» **EXERCISE PROMPT**
Reproduce the section of the Tokyo blog post below, starting with "Getting Oriented" and going on through "patch for Windows.".
----- PASSAGE GIVEN -----
Getting Oriented
Since this is my first official post, I'm not really sure what format I'm going to use for this blog, so I apologize if it seems jumbled and confusing, but I will improve it as time goes on. Also, I apologize for any other posting errors, but the links to all my pages on the internet are in UNICODE UTF-8, since I don't yet have the Japanese character patch for Windows.
The first few days have been tolerable. Coping with the extreme jet-lag, and having to sit through boring workshops and panel presentations have taken their toll, and have proven to be the low points of my stay, but its almost over. When we arrived at the Keio Plaza Hotel in Tokyo, it was around 8 PM on a Sunday night (7 AM at our departure point in Boston). We are staying in a part of Tokyo called Shinjuku, with its many bars and restaurants, and casino-like arcades with bright flashing lights everywhere, that can give you an epileptic seizure.
----- DATA LISTING -----
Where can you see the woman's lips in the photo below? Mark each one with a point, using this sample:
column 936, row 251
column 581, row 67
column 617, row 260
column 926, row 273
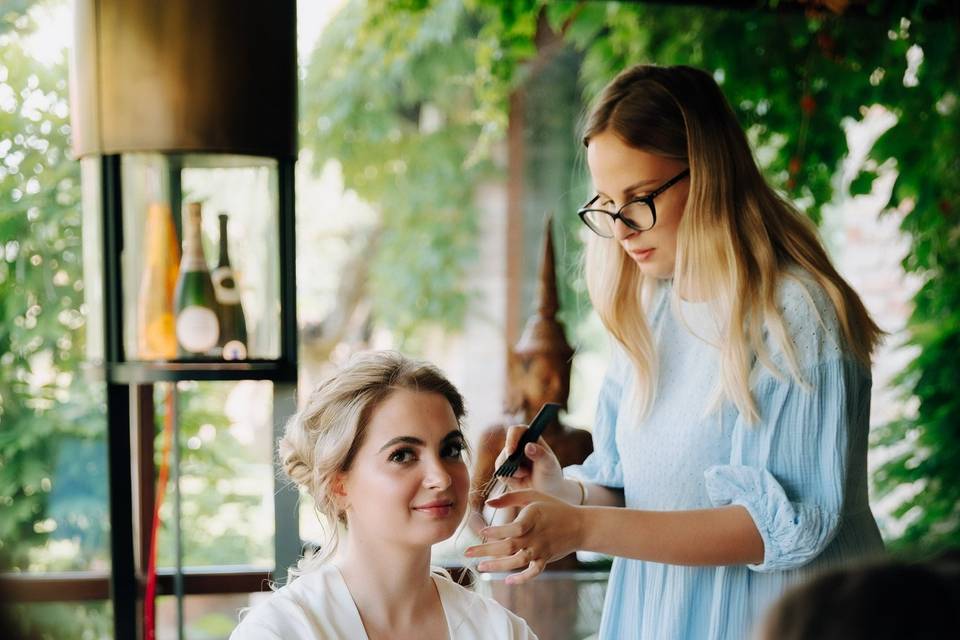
-----
» **THE ANSWER**
Getting Oriented
Since this is my first official post, I'm not really sure what format I'm going to use for this blog, so I apologize if it seems jumbled and confusing, but I will improve it as time goes on. Also, I apologize for any other posting errors, but the links to all my pages on the internet are in UNICODE UTF-8, since I don't yet have the Japanese character patch for Windows.